* _Given request_
Reproduce everything in the mailing-list message on lld symbol choice from "On Sat, Jun" down to "on the command-line.", without changing a word.

* _Page extract_
[llvm-dev] lld symbol choice for symbol present in both a shared and a static library, with and without LTO

Rui Ueyama via llvm-dev llvm-dev at lists.llvm.org
Mon Jun 17 04:14:49 PDT 2019


On Sat, Jun 15, 2019 at 4:58 AM Eli Friedman via llvm-dev <
llvm-dev at lists.llvm.org> wrote:

> I filed https://bugs.llvm.org/show_bug.cgi?id=42273 last night, about an
> inconsistency between LTO and non-LTO workflows.
>
>
>
> The basic scenario is that we have an object file which calls a function
> “foo”, a static library that provides an implementation of “foo”, and a
> shared library that also provides an implementation of “foo”.  Currently,
> whether lld chooses the symbol from the static library or the shared
> library depends on the order the files are specified on the command-line.
> For “obj.o static.a shared.so”, or “static.a obj.o shared.so”, lld chooses
> the symbol from the static library. For any other order, it chooses the
> symbol from the shared library.  Is this the expected behavior?  (As far as
> I can tell, this matches binutils ld except for the “static.a obj.o
> shared.so” case.)
>

This is what I expected. When lld visits an object file A and find an
undefined symbol, and there's a file B that appears before the object file
in the command line that defines the symbol, then B gets linked. If there's
more than one file that define the symbol, the leftmost one is chosen.

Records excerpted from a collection
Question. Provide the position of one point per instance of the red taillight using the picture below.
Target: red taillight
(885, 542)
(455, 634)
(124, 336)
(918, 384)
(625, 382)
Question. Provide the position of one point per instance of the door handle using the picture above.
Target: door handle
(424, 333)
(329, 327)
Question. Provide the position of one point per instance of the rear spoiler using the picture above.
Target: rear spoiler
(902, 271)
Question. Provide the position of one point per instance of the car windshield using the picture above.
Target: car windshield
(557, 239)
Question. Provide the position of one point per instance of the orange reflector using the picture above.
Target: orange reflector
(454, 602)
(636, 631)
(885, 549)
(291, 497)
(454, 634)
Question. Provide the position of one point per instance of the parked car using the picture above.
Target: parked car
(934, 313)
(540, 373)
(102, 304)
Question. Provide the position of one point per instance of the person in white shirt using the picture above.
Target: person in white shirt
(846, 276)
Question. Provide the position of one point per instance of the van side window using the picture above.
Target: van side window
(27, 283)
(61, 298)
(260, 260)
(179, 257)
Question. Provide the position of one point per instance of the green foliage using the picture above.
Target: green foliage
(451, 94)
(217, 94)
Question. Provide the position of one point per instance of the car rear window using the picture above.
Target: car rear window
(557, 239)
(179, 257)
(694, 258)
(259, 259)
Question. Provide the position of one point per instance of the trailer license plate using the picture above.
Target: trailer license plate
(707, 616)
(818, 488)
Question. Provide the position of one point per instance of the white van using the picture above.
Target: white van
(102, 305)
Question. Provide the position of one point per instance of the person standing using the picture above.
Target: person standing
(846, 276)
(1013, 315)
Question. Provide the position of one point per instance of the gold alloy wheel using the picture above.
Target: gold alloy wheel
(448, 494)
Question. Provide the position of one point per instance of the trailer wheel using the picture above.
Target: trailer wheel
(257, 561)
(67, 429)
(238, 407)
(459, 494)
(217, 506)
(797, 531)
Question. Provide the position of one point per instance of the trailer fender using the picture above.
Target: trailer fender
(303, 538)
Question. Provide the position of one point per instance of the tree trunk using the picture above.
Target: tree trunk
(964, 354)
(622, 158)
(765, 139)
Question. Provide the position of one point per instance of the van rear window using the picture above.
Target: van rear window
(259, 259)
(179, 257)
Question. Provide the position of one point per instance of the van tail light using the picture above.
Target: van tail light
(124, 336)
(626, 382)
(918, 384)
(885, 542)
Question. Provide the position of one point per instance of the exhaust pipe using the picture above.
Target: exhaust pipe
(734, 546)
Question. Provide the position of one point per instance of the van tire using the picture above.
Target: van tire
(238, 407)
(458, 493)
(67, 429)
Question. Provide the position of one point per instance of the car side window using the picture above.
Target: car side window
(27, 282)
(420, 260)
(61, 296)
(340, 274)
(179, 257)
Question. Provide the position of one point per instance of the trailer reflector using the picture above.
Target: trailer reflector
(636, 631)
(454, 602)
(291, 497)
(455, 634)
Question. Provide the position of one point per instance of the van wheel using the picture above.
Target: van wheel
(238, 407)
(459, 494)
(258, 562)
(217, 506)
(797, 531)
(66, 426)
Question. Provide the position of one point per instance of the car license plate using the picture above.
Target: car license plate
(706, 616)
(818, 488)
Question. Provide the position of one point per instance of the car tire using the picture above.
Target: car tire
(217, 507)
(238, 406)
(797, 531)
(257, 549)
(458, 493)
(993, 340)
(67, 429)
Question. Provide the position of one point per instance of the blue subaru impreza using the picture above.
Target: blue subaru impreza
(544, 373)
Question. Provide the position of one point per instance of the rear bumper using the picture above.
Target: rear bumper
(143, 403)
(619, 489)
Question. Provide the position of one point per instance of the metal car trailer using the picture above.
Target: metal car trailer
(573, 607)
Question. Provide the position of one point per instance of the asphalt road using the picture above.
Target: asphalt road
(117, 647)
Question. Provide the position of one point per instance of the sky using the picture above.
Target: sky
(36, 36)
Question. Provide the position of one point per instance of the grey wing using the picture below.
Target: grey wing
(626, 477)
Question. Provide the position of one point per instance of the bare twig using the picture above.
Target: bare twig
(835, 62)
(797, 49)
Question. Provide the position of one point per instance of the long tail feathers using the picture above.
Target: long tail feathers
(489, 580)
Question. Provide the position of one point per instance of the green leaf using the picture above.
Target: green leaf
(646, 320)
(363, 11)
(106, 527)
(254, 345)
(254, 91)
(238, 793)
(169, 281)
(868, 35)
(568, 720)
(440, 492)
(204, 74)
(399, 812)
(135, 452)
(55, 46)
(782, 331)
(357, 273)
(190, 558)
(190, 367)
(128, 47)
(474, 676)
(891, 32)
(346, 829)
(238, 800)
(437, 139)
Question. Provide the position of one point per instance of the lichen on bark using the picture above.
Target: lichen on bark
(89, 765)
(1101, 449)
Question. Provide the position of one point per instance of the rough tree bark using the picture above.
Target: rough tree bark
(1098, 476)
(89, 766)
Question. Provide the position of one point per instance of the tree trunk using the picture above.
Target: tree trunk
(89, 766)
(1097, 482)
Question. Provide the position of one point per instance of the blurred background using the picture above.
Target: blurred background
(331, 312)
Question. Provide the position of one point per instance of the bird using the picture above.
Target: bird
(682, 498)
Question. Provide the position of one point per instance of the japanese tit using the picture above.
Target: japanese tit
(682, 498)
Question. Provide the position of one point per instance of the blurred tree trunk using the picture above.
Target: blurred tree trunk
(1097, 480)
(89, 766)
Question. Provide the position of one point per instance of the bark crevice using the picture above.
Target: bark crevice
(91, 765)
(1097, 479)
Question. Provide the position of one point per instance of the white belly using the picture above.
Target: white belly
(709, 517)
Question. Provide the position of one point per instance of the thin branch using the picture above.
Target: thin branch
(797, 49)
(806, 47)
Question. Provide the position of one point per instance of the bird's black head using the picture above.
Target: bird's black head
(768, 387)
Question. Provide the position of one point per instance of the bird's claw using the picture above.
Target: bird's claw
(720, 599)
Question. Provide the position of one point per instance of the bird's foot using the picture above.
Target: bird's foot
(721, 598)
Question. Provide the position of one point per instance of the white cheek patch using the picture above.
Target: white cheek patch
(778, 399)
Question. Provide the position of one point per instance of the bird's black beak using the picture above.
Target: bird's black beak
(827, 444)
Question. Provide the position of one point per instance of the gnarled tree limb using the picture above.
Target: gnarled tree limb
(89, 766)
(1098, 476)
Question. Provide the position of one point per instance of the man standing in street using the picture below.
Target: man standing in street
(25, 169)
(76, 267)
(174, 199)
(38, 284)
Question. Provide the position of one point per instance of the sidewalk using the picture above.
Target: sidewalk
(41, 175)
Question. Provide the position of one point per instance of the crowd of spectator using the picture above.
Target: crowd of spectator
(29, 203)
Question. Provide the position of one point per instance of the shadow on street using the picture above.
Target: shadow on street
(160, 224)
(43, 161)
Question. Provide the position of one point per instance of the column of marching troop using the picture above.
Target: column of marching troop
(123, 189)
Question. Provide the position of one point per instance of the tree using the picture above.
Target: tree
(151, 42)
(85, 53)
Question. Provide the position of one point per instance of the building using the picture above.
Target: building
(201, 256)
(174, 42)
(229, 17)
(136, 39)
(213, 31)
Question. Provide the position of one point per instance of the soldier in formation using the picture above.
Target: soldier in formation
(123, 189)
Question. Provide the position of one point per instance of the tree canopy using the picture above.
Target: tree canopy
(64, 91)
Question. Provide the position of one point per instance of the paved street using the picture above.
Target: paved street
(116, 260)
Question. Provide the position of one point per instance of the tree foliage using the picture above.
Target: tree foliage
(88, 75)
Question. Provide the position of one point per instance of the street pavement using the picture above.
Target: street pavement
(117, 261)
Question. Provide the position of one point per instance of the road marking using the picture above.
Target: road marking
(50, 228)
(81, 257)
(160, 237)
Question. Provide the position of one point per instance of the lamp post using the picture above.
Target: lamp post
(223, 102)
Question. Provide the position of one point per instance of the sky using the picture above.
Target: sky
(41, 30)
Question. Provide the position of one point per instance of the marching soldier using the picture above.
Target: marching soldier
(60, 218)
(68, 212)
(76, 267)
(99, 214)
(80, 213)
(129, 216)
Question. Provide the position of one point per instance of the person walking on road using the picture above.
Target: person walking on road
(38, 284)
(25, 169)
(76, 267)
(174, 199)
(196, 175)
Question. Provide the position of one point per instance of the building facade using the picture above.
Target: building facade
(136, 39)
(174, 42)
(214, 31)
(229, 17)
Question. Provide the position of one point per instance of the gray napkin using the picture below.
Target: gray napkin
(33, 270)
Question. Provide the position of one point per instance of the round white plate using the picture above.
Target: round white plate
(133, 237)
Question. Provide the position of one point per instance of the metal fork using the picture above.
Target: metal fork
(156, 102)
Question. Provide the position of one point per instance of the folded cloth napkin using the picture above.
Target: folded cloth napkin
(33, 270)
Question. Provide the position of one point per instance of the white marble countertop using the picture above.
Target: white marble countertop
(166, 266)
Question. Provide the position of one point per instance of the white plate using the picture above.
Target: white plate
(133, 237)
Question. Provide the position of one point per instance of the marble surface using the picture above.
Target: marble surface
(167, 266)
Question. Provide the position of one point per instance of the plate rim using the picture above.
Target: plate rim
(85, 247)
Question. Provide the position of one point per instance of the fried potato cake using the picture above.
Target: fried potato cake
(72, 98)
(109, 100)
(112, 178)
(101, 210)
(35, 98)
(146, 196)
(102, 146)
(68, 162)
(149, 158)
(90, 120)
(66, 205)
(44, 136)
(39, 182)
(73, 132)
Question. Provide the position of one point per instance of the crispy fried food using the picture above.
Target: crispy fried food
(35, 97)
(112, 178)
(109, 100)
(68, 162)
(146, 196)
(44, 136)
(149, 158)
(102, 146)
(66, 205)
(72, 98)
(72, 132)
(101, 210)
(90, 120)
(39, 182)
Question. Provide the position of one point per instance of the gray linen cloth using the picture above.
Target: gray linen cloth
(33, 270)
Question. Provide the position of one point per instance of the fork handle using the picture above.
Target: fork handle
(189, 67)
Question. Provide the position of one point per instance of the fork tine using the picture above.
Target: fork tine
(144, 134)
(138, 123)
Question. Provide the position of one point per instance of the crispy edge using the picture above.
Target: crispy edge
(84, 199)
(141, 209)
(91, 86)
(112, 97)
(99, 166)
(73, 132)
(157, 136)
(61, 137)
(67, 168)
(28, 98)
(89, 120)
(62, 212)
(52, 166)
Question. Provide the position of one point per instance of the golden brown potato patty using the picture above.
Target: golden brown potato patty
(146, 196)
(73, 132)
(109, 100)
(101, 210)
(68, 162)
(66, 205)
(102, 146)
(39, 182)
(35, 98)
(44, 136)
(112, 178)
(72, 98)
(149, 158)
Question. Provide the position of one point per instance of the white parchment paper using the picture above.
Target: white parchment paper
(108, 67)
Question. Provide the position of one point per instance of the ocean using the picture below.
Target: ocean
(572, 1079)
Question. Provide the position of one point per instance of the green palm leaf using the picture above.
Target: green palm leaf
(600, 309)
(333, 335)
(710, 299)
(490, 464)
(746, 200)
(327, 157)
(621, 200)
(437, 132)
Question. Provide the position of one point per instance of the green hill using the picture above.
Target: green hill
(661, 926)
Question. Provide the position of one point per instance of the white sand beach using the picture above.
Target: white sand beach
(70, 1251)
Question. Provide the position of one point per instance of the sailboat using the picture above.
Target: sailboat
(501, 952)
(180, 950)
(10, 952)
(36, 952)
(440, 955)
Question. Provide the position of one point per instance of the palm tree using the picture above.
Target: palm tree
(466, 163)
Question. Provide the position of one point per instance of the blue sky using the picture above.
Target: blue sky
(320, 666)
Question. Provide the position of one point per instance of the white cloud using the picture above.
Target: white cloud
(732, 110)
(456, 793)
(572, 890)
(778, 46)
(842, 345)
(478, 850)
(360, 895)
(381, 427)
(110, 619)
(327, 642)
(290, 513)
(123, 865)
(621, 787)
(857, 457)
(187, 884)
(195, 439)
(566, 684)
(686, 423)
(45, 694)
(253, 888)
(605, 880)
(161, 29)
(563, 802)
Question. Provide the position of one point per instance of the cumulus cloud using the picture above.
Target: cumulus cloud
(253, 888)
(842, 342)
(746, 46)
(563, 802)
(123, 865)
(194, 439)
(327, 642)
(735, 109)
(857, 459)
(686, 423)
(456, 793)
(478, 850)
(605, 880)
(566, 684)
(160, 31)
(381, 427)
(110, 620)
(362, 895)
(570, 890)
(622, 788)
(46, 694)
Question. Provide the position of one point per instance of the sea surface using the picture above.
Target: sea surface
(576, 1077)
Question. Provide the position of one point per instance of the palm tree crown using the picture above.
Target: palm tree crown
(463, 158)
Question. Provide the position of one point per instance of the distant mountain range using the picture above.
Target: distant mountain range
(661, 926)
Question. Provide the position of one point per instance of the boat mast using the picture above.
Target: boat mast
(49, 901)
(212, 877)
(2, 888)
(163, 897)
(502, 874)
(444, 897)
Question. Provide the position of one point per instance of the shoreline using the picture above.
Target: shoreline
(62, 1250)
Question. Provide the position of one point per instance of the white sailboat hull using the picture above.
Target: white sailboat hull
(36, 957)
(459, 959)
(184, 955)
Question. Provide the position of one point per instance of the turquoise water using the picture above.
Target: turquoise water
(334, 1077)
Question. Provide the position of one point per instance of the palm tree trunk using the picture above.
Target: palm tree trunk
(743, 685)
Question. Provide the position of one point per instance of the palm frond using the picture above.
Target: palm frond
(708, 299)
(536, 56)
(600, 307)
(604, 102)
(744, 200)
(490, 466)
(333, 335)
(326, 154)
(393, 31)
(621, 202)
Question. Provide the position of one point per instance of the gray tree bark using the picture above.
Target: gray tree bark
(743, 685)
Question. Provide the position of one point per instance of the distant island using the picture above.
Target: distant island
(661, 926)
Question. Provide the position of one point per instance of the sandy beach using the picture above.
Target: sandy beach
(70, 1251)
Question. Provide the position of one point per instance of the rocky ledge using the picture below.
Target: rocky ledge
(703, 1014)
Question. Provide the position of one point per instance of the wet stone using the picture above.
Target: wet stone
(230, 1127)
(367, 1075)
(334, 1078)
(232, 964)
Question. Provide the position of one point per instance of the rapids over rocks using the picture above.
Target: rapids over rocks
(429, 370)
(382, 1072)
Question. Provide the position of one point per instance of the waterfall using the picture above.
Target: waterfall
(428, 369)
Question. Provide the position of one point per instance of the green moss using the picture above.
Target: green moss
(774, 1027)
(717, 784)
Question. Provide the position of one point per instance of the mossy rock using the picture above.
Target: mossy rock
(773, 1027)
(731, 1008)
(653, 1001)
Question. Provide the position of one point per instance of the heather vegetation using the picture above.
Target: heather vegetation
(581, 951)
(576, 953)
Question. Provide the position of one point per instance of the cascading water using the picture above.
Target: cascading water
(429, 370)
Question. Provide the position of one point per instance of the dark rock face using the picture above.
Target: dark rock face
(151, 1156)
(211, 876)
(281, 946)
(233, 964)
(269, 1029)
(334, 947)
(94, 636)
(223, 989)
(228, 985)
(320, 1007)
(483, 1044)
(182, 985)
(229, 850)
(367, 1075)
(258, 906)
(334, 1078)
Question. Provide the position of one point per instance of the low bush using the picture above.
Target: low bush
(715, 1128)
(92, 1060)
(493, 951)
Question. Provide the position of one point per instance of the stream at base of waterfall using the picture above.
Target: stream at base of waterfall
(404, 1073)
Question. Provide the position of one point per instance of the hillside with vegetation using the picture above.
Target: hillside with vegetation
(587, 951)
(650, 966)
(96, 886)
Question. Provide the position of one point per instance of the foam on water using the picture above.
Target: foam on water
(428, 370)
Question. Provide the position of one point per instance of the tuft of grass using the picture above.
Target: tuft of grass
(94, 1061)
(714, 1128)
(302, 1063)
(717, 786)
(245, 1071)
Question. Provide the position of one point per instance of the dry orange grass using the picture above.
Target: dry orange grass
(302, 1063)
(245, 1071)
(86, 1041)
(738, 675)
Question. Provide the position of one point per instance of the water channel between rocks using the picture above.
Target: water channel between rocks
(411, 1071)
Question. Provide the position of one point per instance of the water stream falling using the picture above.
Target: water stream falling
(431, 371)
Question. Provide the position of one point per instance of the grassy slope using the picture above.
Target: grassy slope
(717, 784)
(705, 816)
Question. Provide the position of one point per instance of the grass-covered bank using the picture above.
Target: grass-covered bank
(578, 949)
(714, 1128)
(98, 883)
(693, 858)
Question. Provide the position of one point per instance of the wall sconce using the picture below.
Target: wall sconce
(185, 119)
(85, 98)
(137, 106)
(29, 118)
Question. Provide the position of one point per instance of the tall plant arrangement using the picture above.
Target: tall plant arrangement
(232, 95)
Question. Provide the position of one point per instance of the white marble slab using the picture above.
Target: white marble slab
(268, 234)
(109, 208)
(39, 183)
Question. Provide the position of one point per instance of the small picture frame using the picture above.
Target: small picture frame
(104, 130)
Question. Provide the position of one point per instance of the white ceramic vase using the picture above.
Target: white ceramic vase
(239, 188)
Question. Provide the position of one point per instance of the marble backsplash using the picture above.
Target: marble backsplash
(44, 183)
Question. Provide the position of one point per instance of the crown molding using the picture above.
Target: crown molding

* _Expected answer_
On Sat, Jun 15, 2019 at 4:58 AM Eli Friedman via llvm-dev <
llvm-dev at lists.llvm.org> wrote:

> I filed https://bugs.llvm.org/show_bug.cgi?id=42273 last night, about an
> inconsistency between LTO and non-LTO workflows.
>
>
>
> The basic scenario is that we have an object file which calls a function
> “foo”, a static library that provides an implementation of “foo”, and a
> shared library that also provides an implementation of “foo”.  Currently,
> whether lld chooses the symbol from the static library or the shared
> library depends on the order the files are specified on the command-line.